___ RECORDS FOR THE EXERCISE
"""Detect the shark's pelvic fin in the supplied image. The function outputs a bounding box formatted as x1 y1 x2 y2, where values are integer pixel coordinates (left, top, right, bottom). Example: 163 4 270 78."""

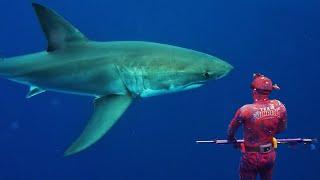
32 3 88 52
64 94 132 156
26 86 46 98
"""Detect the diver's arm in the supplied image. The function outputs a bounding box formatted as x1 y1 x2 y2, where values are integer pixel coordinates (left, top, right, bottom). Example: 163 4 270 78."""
227 109 243 140
277 103 287 134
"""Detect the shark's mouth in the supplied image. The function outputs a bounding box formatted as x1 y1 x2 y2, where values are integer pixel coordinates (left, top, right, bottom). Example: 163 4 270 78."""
139 81 205 98
182 81 205 90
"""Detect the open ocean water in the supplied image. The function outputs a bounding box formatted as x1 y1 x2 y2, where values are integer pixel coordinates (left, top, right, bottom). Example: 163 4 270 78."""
0 0 319 179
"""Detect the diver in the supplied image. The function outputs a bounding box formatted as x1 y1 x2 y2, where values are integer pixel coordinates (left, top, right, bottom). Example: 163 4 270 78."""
227 73 287 180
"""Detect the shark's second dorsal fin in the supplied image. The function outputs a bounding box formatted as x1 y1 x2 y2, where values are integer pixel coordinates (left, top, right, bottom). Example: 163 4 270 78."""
32 3 88 52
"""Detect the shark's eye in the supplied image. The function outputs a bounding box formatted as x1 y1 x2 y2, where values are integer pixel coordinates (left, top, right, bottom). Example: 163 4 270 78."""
204 72 210 79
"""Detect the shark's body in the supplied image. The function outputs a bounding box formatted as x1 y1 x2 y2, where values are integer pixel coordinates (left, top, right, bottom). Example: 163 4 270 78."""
3 41 225 98
0 4 233 156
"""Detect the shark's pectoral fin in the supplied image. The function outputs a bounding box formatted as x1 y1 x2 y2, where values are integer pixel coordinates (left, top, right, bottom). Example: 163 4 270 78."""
26 86 46 98
32 3 88 52
64 94 132 156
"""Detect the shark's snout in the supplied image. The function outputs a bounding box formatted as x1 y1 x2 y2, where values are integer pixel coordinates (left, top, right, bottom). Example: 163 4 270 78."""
217 61 233 79
206 59 233 80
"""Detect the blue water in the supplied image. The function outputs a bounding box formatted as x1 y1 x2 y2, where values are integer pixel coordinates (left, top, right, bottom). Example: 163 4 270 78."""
0 0 319 179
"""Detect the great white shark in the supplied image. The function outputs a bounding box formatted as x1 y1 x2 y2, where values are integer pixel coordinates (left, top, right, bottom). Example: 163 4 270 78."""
0 3 233 156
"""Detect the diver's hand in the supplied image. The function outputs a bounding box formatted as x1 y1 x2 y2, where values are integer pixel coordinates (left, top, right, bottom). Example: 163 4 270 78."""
227 136 239 149
227 135 236 143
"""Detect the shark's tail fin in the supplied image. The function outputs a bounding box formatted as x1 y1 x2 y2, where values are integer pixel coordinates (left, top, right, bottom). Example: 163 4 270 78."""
0 55 8 76
0 58 18 77
0 50 13 77
0 51 5 61
0 61 10 77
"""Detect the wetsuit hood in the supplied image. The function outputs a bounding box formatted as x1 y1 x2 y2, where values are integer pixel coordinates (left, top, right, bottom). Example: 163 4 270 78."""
251 73 280 102
251 73 280 92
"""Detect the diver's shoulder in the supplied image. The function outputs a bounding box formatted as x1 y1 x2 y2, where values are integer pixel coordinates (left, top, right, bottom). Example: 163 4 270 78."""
237 104 255 118
239 104 254 111
270 99 284 105
270 99 286 108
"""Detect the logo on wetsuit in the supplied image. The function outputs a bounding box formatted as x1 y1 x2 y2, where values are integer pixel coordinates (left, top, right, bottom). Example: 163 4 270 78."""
253 104 280 120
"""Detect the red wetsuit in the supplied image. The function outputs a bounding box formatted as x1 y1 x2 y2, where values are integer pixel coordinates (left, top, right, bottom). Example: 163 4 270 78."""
228 93 287 180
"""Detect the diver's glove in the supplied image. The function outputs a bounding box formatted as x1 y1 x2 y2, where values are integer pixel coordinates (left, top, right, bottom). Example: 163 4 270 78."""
227 135 239 149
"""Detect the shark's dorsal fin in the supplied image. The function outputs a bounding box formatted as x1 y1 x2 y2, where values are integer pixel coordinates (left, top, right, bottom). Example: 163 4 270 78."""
32 3 88 52
26 86 46 98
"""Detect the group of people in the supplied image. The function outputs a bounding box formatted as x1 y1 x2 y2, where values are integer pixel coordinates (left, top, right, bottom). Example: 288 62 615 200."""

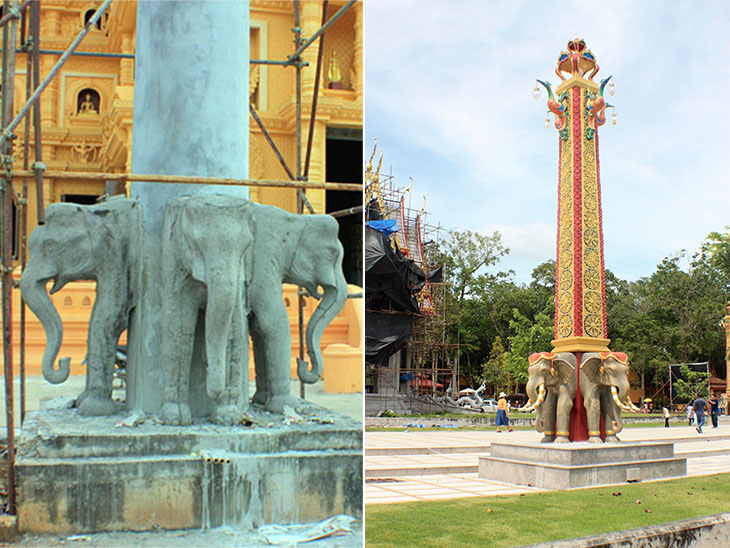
682 394 721 434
______
_WHAT IS NEEDED_
Print every entry verbatim and leave all pictures out.

_RESULT_
"""Detect the shark's pelvic fin in the supplied image. The function outputs a bounding box formatted as x1 y1 x2 y2, where values are integer pixel coordinates (left, top, right, bottom). Example: 163 4 270 78."""

32 3 88 52
64 94 132 156
26 86 46 98
"""Detect the diver's arm in the supplied image. The function outputs a bounding box formatted as x1 y1 x2 y2, where values are integer pixel coordinates (left, top, right, bottom). Example: 163 4 270 78."""
227 109 243 140
277 103 287 134
"""Detect the shark's mouth in the supplied image. The function outputs a bounding box formatted as x1 y1 x2 y2, where values are integer pixel coordinates (left, top, right, bottom). Example: 163 4 270 78."""
139 81 205 98
182 81 205 90
"""Detect the open ocean water in the supplied image. The function outputs a bounding box formatted as x1 y1 x2 y2, where values are integer pixel coordinates (left, top, right, bottom). Example: 163 4 270 78."""
0 0 319 179
"""Detect the diver in the supplied image. The function outputs a bounding box formatted as x1 y1 x2 y2, where values are integer pixel coordinates (left, top, right, bottom). Example: 163 4 270 78."""
227 73 287 180
"""Detect the shark's second dorsal fin in the supplied image. The function outputs a bounding box formatted as x1 y1 x2 y2, where values are integer pixel coordinates (left, top, right, bottom). Example: 163 4 270 78."""
32 3 88 52
"""Detect the shark's eye in the supplied image. The function outputs a bounding box formatted as x1 y1 x2 y2, where values are integer pixel coordinates (left, top, right, bottom). Example: 163 4 270 78."""
204 72 210 79
"""Detect the shark's body in the supplied image. The function outputs a bounding box formatted as x1 y1 x2 y2, where values are integer pixel coordinates (left, top, right, bottom). Example: 163 4 270 78."""
3 41 225 98
0 4 233 156
"""Detect the shark's pectoral fin in the supplied image. The function outputs a bounding box formatted as x1 y1 x2 y2, where values are integer pixel coordinates (left, top, right, bottom). Example: 163 4 270 78."""
26 86 46 98
32 3 88 52
64 94 132 156
"""Detect the shark's snout in the supplied image. The function outputs a bounding box formatted as x1 y1 x2 y2, where values are integer pixel coordinates (left, top, right, bottom). Example: 163 4 270 78."""
217 61 233 79
206 59 233 80
"""Detect the blue water in the supplied image. The function outputs a bounding box formatted as x1 y1 x2 y2, where values are integer pixel coordinates (left, top, right, bottom). Example: 163 4 270 78."""
0 0 319 179
"""Detect the great white shark in the supplied image. The function outputs a bounding box formatted as x1 y1 x2 y2, where values are integer pixel coordinates (left, top, right, bottom). Example: 163 4 270 78."""
0 3 233 156
"""Detect the diver's hand in the supplied image. The function outputs a bounding box formatted as x1 y1 x2 y2, where values are integer pixel coordinates (left, top, right, bottom). Example: 163 4 270 78."""
227 136 239 149
227 135 236 143
"""Detect the shark's tail fin in the supplied image. The function outputs a bounding box formatted as x1 y1 x2 y2, where values are integer pixel coordinates (left, top, right, bottom). Example: 163 4 270 78."""
0 55 8 76
0 58 18 77
0 50 13 77
0 51 5 61
0 61 10 77
"""Detect the wetsuit hood in the supplied image. The function outputs a bounding box formatted as x1 y1 x2 y2, where values are integer pixel coordinates (left, top, right, bottom). Example: 163 4 270 78."""
251 73 280 102
251 73 280 92
"""Detect the diver's shoulder in the supplied image. The function outputs a bounding box formatted as x1 y1 x2 y2, where values are integer pixel coordinates (left, top, right, bottom). Example: 163 4 270 78."""
237 104 255 118
239 104 254 111
270 99 284 105
270 99 286 108
"""Detect the logo on wetsuit in the supplied image. The function outputs a bounding box formatted as x1 y1 x2 y2, where values are integer pixel coordinates (left, top, right, bottom). Example: 163 4 270 78."""
253 104 280 120
"""Detect the red wetsuit in the supplied image. The function outputs a bounding box formatted as x1 y1 x2 y2, where values are integer pixel coordinates (left, top, right, bottom). Example: 163 4 270 78."""
228 93 287 180
"""Detect the diver's glove in the supplied image. The function outputs a bounding box formatted as x1 y1 x2 y2, where values are integer pixel coordinates (left, top, right, bottom). Example: 163 4 270 78."""
227 135 239 149
"""Detect the shark's dorsal fin in the supplied image. The function outputs a bounding box formatted as x1 y1 x2 y2, where values are integer pixel coordinates (left, top, right, bottom). Example: 163 4 270 78."""
32 3 88 52
26 86 46 98
"""Detect the group of people in the supplied image. The function outputs a bounding box formatted as x1 y1 x2 y2, where values are integer pixel coordinates (left, top, right, bottom). Example: 288 62 615 200."""

682 394 721 434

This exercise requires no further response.